◆ Entries shown:
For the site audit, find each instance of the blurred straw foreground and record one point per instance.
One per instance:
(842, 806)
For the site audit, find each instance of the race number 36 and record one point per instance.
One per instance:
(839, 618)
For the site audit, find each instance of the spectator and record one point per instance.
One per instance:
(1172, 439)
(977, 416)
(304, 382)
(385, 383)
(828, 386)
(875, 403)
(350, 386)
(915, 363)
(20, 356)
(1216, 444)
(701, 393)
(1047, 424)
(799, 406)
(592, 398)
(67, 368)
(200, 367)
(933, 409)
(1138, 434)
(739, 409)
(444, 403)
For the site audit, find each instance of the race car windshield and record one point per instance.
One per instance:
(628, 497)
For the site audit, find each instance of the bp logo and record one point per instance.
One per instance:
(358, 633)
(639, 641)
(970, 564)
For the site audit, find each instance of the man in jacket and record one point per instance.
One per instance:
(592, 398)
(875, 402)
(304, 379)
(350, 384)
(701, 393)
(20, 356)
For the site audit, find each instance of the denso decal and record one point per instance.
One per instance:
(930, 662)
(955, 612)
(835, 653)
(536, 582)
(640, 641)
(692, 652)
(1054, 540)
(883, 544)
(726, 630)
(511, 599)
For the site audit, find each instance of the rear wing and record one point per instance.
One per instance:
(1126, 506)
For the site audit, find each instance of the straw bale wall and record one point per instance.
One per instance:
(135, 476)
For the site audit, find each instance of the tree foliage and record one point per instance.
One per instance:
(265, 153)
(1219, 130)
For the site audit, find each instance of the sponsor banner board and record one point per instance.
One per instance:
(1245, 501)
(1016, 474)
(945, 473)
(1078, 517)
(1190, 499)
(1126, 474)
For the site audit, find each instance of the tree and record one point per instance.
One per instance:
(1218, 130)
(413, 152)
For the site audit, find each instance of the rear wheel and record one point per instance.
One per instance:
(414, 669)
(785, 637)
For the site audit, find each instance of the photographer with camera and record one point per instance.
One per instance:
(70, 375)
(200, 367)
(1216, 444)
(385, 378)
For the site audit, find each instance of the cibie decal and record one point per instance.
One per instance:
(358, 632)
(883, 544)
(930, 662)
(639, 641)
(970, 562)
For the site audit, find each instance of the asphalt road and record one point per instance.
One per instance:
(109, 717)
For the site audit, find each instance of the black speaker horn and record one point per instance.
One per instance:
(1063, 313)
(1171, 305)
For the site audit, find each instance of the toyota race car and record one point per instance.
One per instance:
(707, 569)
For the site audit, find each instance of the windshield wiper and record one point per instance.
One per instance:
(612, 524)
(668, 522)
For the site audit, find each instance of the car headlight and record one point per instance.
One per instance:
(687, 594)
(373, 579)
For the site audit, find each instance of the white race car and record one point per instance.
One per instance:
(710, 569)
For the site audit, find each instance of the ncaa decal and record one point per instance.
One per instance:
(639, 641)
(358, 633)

◆ Work instruction: Using the listing above, retype each line exactly.

◆ Result of the task:
For the site audit, find each instance of the blurred straw foreground and record one point per instance.
One per instance:
(842, 806)
For the site audit, find each instance of the race number 36 and record one point per instance.
One per instance:
(839, 618)
For the site audit, find each instance of the spectator and record one point per instance.
One per instance:
(1172, 439)
(977, 416)
(304, 382)
(385, 383)
(828, 386)
(875, 403)
(350, 386)
(915, 363)
(20, 356)
(1216, 444)
(701, 393)
(1047, 424)
(799, 406)
(592, 398)
(67, 368)
(200, 367)
(933, 409)
(1138, 434)
(739, 409)
(444, 403)
For the site audit, find each instance of the race car windshield and record one point per instance.
One per instance:
(628, 497)
For the site audit, find each instance of the bp logo and record one point per instance.
One per instance:
(358, 633)
(639, 641)
(970, 564)
For the site audit, find each instance of the man in jacket and record one point per instance.
One per instance:
(592, 398)
(875, 402)
(304, 379)
(350, 384)
(701, 393)
(20, 356)
For the site audit, find each instance of the denso decal and record one point per instance.
One per instance:
(930, 662)
(955, 612)
(835, 653)
(536, 582)
(640, 641)
(692, 652)
(1054, 540)
(883, 544)
(726, 630)
(511, 599)
For the site audit, find each instance of the rear wing and record one point per instance.
One per instance:
(1126, 506)
For the site audit, find each instance of the straw bale wall and record one point per instance.
One per instance:
(135, 476)
For the site audit, find each instance of the tree foliage and record one point per instance.
One per instance:
(265, 153)
(1219, 130)
For the site audit, find each instance of the sponsor banner board and record one point per instance.
One per instance:
(1245, 501)
(1016, 474)
(945, 473)
(1078, 517)
(1190, 499)
(1126, 474)
For the site audit, find each instance of the tree and record one point per instance.
One per instance:
(1218, 130)
(413, 152)
For the site audit, find each instance of the rear wheel and record one point per instance.
One per instance:
(414, 669)
(785, 637)
For the site audit, find each instance of the photographer with camera and record one point per instance.
One per instance:
(70, 375)
(200, 367)
(1216, 444)
(385, 378)
For the site audit, find each instance of the cibie decal and record one point per instance.
One per instance:
(358, 632)
(883, 544)
(930, 662)
(639, 641)
(970, 562)
For the site audit, find each instance of the asphalt road and record one point per instance.
One per instance:
(109, 717)
For the site audit, find each instance of the black speaker horn and record one point per instance.
One per instance:
(1063, 313)
(1171, 305)
For the site audit, find each instance of the toyota race car and record one point per instance.
One per instance:
(707, 569)
For the site audit, find each instance of the windshield wiper and record one point per instance.
One per instance:
(612, 524)
(668, 522)
For the site audit, find each instance of the car headlight and record one point per instance.
One per instance:
(687, 594)
(373, 579)
For the site audit, find each instance of the white race car and record one point per instance.
One per instance:
(710, 569)
For the site audit, find each instance of the ncaa decal and record one point per instance.
One per instance:
(639, 641)
(358, 633)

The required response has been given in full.